TRAVAIL DEMANDÉ
#1 Restituez sans aucune modification tout le passage de l'extrait de jugement allant de « Monsieur [T] [F] a contesté » jusqu'à « d’IPP de 17 %. ».
#2 Répondez à chaque question en vous appuyant sur l'extrait de jugement.
(a) À quelle date Monsieur [T] [F] a-t-il été victime de l'accident de travail ?
(b) Quel taux d'IPP la CPAM a-t-elle fixé par sa décision du 11 mars 2022 ?
(c) Quelle somme Monsieur [T] [F] demande-t-il au titre de l'article 700 du CPC ?

TEXTE FOURNI
☆ ☆ ☆ ☆ ☆ ☆ ☆
Pôle social – N° RG 22/01077 – N° Portalis DB22-W-B7G-Q3LN
Monsieur [T] [F] a été victime le 11 décembre 2018 d’un accident de travail en chutant d’un échafaudage.
Il a été consolidé au 11 janvier 2022.
La CPAM par décision en date du 11 mars 2022 a fixé son taux d’IPP à 17 % en concluant “séquelles à type de raideur légère de hanche gauche ainsi que du coude et du poignet gauche chez un droitier avec douleur et impotence fonctionnelle”.
Monsieur [T] [F] a contesté cette décision et saisie la CMRA par courrier du 18 mars 2022, laquelle dans sa séance en date du 23 septembre 2022 a confirmé le taux de 17%.
Par lettre recommandée expédiée le 16 septembre 2022, Monsieur [T] [F] a saisi le pôle social du tribunal judiciaire de Versailles afin de contester la décision de la commission médicale de recours amiable (CMRA) qui a confirmé la décision de la CPAM de retenir un taux d’IPP de 17 %.
A défaut de conciliation possible entre les parties, l’affaire a été évoquée à l’audience du 3septembre 2024.
À cette date, Monsieur [T] [F], représenté par son conseil, soutient oralement les conclusions déposées dans son intérêt et sollicite :
– de le déclarer recevable,
– à titre principal de fixer son taux d’IPP à 40 % dont 10% au titre du coefficient socio professionnel;
– à titre subsidiaire,
* ordonner la réalisation d’une expertise médicale judiciaire, confiée à un médecin expert spécialisé en orthopédie ou en rhumatologie avec pour objet d’évaluer le taux d’IPP ainsi que le coefficient socio professionnel afférents à l’accident du travail dont il a été victime le 11 décembre 2018,
* mettre les frais d’expertise à la charge de la CPAM conformément à l’article L142-11 du code de la sécurité sociale,
– et en tout état de cause condamner la CPAM à lui payer la somme de 1500 € au titre de l’article 700 du CPC, outre les entiers dépens.
Il expose que son taux d’IPP a été sous évalué et qu’il ne tient pas compte de la réalité de ses douleurs du coude et de la hanche gauche ni du fait que son périmètre de marche est réduit et nécessite l’aide de béquilles. Il indique que tant la CPAM que la CMRA ont retenu pour les séquelles du poignet un taux de 7 % alors que le barème pour le côté non dominant mentionne un taux compris entre 8 et 12 %, estimant qu’un taux de 10% serait justifié. Il précise que pour le coude le barème fait référence à un taux de 8 % alors que sans raison il lui a été appliqué un taux de 3%. Il ajoute que pour la hanche le barème mentionne un taux compris entre 10 et 20%, de sorte que le taux qui lui a été alloué de 7% même en appliquant la formule de Balthazar est incompréhensible, proposant un taux en appliquat la formule de Balthazar de 12%, soit un taux global pour les séquelles anatomique de 30 %. Il sollicite l’application d’un cofficient socio professionnel en rappelant que n’ayant aucune formation particulière, il ne pouvait espérer travailler que dans le secteur du bâtiment, ce qu’il ne peut plus faire comme l’atteste plusieurs médecins en 2020. Il précise ne pas pouvoir produire de certificat médical d’inaptitude du médecin du travail ou un licenciement pour cause d’inaptitude, étant à l’époque intérimaire. Il estime que les conséquences particulières de l’accident sur sa carrière professionnelle justifie l’allocation d’un taux complémentaire de 10%.
☆ ☆ ☆ ☆ ☆ ☆ ☆
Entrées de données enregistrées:

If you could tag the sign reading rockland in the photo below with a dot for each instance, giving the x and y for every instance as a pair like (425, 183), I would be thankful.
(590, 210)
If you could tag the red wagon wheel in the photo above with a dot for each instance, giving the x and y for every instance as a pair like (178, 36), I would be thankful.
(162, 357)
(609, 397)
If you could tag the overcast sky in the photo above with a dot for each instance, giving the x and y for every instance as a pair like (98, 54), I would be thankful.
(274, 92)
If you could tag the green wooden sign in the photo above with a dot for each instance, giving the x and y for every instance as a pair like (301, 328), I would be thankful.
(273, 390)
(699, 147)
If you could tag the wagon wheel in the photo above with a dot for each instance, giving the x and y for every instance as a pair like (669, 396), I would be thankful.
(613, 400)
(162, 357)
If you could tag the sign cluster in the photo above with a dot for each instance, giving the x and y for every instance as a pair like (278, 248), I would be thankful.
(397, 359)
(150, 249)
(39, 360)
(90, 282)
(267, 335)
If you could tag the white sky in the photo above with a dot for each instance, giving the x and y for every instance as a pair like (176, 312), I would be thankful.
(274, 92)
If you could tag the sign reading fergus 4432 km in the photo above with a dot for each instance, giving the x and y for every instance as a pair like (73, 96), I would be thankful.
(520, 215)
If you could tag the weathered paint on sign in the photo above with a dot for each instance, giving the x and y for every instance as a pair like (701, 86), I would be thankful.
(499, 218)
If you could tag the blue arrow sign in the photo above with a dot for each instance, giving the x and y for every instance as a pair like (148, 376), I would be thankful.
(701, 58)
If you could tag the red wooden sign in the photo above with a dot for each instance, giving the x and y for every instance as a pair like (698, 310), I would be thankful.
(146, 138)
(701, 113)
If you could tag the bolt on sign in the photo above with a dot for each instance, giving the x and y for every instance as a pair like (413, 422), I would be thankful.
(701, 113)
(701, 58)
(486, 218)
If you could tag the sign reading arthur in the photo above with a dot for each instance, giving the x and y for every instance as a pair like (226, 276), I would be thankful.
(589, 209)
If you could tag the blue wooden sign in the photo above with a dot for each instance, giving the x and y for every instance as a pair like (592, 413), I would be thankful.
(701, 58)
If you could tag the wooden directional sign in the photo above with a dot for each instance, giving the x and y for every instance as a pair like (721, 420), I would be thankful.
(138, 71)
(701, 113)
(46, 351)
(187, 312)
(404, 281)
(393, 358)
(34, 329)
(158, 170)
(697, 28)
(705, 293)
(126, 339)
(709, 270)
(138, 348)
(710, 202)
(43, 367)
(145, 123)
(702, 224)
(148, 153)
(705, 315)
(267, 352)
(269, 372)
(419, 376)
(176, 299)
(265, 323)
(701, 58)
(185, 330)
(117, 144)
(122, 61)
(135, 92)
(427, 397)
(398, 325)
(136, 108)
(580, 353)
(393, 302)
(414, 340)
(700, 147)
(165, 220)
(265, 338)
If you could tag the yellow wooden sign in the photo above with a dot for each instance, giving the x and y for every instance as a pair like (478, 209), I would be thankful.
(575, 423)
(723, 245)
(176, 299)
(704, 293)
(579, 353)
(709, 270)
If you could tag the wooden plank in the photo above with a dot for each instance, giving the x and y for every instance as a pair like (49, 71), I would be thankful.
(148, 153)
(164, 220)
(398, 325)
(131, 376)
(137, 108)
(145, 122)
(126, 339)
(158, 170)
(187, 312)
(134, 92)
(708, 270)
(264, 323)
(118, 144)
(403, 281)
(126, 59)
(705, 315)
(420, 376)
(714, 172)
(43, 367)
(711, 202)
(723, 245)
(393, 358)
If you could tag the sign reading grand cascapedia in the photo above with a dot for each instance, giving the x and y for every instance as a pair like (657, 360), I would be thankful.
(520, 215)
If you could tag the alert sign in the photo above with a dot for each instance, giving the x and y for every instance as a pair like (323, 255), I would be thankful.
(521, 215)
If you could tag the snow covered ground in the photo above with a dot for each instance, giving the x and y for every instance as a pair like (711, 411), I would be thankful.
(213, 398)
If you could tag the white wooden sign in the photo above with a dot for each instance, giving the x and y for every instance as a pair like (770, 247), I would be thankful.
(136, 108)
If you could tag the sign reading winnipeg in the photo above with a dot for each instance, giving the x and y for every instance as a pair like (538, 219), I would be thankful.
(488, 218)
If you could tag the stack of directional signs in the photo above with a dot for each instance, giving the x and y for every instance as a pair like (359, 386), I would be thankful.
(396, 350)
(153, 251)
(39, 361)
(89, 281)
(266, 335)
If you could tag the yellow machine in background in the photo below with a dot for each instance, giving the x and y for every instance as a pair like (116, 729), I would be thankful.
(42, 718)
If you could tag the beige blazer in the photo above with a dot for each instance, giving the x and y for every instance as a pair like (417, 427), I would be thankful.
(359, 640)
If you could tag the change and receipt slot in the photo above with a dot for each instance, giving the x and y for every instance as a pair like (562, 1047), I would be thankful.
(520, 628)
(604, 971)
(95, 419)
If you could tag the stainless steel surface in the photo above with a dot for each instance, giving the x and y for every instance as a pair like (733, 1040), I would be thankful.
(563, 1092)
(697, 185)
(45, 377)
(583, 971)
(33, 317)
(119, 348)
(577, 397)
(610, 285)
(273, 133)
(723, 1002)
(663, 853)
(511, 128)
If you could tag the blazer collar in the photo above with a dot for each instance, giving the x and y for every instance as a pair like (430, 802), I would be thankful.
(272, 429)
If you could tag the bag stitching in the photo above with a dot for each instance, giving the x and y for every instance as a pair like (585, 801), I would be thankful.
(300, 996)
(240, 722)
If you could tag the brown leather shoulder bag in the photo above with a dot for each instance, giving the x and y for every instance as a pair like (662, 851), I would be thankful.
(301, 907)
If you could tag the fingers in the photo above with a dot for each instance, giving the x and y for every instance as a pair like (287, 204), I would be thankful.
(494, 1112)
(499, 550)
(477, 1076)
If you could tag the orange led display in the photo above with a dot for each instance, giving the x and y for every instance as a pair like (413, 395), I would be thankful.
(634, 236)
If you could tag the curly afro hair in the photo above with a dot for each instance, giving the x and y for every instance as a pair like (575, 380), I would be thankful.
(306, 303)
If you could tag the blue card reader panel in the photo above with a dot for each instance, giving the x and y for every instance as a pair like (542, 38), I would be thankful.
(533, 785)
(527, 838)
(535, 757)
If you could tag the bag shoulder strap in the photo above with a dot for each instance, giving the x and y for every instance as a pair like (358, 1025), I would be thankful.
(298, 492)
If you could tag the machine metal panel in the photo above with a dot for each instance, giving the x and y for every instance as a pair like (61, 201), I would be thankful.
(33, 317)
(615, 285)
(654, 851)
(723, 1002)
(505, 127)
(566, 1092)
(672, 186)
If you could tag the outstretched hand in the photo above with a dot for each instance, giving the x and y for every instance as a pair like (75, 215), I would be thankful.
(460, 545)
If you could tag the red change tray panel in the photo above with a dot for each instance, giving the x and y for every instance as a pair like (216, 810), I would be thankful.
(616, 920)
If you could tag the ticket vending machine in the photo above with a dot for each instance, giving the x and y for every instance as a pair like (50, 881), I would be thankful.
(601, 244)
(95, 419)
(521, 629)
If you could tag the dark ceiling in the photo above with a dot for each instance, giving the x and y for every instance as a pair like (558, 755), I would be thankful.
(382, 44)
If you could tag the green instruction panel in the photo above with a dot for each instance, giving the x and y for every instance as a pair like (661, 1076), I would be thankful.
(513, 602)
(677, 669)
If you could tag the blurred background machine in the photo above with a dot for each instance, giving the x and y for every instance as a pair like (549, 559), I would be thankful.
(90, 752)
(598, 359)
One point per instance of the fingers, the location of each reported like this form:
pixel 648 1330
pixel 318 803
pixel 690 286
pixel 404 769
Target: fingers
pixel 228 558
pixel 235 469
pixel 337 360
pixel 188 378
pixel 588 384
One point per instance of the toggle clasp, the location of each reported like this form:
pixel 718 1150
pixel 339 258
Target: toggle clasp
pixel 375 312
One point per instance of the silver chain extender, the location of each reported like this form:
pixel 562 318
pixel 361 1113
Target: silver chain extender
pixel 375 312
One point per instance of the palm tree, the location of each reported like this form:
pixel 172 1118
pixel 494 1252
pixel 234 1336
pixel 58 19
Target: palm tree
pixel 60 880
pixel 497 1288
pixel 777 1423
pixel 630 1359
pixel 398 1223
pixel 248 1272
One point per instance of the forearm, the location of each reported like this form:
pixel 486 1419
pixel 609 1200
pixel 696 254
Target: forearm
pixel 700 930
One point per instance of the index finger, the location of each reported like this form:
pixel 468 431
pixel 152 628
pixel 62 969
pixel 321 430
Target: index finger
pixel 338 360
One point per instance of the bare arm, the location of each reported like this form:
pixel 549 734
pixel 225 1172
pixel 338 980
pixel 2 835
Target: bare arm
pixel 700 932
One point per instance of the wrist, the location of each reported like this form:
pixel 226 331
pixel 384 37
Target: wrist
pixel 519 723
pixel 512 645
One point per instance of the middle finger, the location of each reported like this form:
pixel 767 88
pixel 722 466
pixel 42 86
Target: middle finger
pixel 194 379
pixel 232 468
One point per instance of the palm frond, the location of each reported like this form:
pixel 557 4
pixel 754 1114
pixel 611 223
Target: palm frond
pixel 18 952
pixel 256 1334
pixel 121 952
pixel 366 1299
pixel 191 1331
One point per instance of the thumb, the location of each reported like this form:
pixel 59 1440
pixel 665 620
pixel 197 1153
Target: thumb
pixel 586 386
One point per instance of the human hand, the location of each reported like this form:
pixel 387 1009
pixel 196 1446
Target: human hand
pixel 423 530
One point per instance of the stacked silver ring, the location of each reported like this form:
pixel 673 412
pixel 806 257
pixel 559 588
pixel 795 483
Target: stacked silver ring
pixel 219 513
☆ ☆ ☆ ☆ ☆ ☆ ☆
RÉSULTATS ATTENDUS
#1
Monsieur [T] [F] a contesté cette décision et saisie la CMRA par courrier du 18 mars 2022, laquelle dans sa séance en date du 23 septembre 2022 a confirmé le taux de 17%.
Par lettre recommandée expédiée le 16 septembre 2022, Monsieur [T] [F] a saisi le pôle social du tribunal judiciaire de Versailles afin de contester la décision de la commission médicale de recours amiable (CMRA) qui a confirmé la décision de la CPAM de retenir un taux d’IPP de 17 %.

#2
(a) Le 11 décembre 2018.
(b) 17 %.
(c) 1500 €.